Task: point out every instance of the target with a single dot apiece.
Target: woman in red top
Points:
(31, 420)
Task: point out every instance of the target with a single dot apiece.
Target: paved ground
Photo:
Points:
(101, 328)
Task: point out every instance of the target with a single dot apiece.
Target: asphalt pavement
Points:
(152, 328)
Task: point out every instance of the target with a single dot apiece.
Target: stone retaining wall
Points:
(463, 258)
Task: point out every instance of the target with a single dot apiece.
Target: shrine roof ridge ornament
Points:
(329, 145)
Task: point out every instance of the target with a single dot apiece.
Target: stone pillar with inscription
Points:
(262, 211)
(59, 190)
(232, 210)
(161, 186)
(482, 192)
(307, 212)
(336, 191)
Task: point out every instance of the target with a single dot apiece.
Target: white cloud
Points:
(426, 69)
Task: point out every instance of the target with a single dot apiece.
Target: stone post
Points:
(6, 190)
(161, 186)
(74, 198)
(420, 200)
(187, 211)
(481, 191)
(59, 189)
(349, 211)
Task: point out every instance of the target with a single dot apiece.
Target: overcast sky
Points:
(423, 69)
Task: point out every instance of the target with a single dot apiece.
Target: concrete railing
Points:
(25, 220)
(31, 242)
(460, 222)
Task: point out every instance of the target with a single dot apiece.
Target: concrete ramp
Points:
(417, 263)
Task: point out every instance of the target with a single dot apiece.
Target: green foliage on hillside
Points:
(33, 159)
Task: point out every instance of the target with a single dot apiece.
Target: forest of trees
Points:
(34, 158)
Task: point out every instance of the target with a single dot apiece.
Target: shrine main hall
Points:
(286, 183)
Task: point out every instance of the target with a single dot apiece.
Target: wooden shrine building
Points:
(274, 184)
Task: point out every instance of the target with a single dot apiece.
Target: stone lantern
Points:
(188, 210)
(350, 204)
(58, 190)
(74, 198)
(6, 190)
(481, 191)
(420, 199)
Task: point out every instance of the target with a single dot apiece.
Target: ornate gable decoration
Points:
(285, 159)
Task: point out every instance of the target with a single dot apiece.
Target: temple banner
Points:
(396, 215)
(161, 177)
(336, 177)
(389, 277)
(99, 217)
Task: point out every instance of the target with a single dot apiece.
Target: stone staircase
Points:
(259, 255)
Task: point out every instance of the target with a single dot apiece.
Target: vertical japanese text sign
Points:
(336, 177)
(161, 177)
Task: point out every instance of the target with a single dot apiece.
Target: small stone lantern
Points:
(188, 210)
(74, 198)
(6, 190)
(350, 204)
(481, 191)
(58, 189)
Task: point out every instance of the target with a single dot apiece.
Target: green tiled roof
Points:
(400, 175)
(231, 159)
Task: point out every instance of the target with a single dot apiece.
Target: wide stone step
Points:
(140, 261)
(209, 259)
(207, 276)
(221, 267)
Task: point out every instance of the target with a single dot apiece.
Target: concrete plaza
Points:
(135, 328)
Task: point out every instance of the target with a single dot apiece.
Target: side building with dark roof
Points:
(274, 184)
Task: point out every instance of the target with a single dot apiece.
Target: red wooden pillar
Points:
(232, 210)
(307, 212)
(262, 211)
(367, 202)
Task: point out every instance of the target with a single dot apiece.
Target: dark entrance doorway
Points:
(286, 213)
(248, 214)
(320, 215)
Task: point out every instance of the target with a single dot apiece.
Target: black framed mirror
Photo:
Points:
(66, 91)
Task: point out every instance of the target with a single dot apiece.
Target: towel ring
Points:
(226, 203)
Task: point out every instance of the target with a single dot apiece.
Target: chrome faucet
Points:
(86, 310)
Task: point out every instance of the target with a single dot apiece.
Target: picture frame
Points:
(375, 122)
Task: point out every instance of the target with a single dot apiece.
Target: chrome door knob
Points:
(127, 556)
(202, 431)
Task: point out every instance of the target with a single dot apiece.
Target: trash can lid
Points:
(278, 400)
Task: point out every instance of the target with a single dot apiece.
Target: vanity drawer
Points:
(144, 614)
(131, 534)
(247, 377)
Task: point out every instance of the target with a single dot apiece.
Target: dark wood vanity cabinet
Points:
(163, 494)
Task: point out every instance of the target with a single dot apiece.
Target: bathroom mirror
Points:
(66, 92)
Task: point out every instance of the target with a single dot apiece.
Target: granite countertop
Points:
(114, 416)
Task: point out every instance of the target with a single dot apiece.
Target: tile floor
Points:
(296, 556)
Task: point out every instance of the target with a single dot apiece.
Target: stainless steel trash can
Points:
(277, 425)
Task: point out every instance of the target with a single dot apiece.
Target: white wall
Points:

EXERCISE OBJECTIVE:
Your task is to repeat every entry above exactly.

RESULT:
Task: point out every instance of the target with a single dot apiece.
Target: woman in red top
Points:
(31, 420)
Task: point out every instance of the target with a single dot apiece.
Target: paved ground
Photo:
Points:
(101, 328)
Task: point out every instance of the target with a single dot apiece.
Target: asphalt pavement
Points:
(152, 328)
Task: point out every instance of the target with a single dot apiece.
Target: stone retaining wall
Points:
(463, 258)
Task: point out every instance of the target with a single dot apiece.
Target: shrine roof ridge ornament
Points:
(329, 145)
Task: point out every instance of the target with a single dot apiece.
Target: stone pillar with inscription
Points:
(262, 211)
(59, 190)
(232, 210)
(161, 186)
(482, 192)
(307, 212)
(336, 191)
Task: point out every instance of the target with a single dot apiece.
Target: white cloud
Points:
(426, 69)
Task: point out every instance of the target with a single dot apiece.
Target: stone post
Points:
(6, 190)
(161, 186)
(74, 198)
(420, 200)
(187, 211)
(481, 191)
(59, 189)
(349, 211)
Task: point out every instance of the target with a single dot apiece.
Target: overcast sky
Points:
(423, 69)
Task: point out every instance of the target with a single dot apiece.
Target: concrete railing
Points:
(25, 220)
(31, 242)
(460, 222)
Task: point out every instance of the target with a single dot apiece.
Target: concrete ramp
Points:
(417, 263)
Task: point out every instance of the target with a single dot apiece.
Target: green foliage on hillside
Points:
(33, 159)
Task: point out every instance of the target with a single dot apiece.
Target: forest of trees
Points:
(34, 158)
Task: point out every instance of the target with a single dot apiece.
Target: shrine main hall
Points:
(286, 183)
Task: point out every instance of the target with a single dot apiece.
Target: wooden shrine building
Points:
(274, 184)
Task: point out every instance of the target with a single dot apiece.
Target: stone lantern
Points:
(188, 210)
(350, 204)
(58, 190)
(74, 198)
(6, 190)
(481, 191)
(420, 199)
Task: point out every instance of the target with a single dot apiece.
Target: ornate gable decoration
Points:
(285, 159)
Task: point out every instance of the target with a single dot apiece.
Target: temple banner
Points:
(396, 215)
(161, 177)
(336, 177)
(389, 277)
(99, 217)
Task: point out every instance of the target with a single dot apiece.
Target: stone staircase
Points:
(259, 255)
Task: point out every instance of the target with a single dot apiece.
Target: vertical japanese text sign
Points:
(336, 177)
(161, 177)
Task: point out every instance of the target with a single dot apiece.
Target: small stone lantern
Points:
(188, 210)
(74, 198)
(6, 190)
(350, 204)
(481, 191)
(58, 189)
Task: point out every instance of the target with a single dot apiece.
Target: green tiled roof
Points:
(400, 175)
(231, 159)
Task: point out every instance of the target with a single dot apiece.
Target: wide stone step
Points:
(140, 261)
(209, 259)
(207, 276)
(221, 267)
Task: point out every instance of the target with a single dot apiece.
Target: concrete plaza
Points:
(135, 328)
Task: point out every instance of the target with a single dot apiece.
Target: side building with dark roof
Points:
(274, 184)
Task: point out every instance of the target with a single dot apiece.
Target: red wooden pillar
Points:
(232, 210)
(307, 212)
(262, 211)
(367, 202)
Task: point out every instance of the target with a single dot apiece.
Target: dark entrance doorway
Points:
(286, 213)
(248, 214)
(320, 215)
Task: point out every instance of the target with a single dot apiece.
Target: black framed mirror
Photo:
Points:
(66, 91)
Task: point out every instance of the target with a single dot apiece.
Target: towel ring
Points:
(226, 203)
Task: point out every instance of the target with a single dot apiece.
Target: chrome faucet
Points:
(86, 310)
Task: point out every instance of the target with a single dot apiece.
Target: picture frame
Points:
(375, 122)
Task: point out every instance of the target with a single dot apiece.
Target: chrome door knob
Points:
(127, 556)
(202, 431)
Task: point out every instance of the target with a single dot apiece.
Target: trash can lid
Points:
(278, 400)
Task: point out every instance of the target with a single dot apiece.
Target: vanity drawer
Points:
(144, 614)
(131, 534)
(247, 377)
Task: point out every instance of the target with a single dot apiece.
Target: dark wood vanity cabinet
Points:
(163, 494)
Task: point out every instance of the target with a single dot apiece.
Target: bathroom mirror
Points:
(66, 92)
Task: point out every instance of the target with a single dot apiece.
Target: granite countertop
Points:
(114, 416)
Task: point out every instance of the target with a single dot apiece.
Target: tile floor
Points:
(296, 556)
Task: point out every instance of the target with a single dot apiece.
Target: stainless steel trash can
Points:
(277, 425)
Task: point out every instance of the target with a single dot apiece.
Target: white wall
Points:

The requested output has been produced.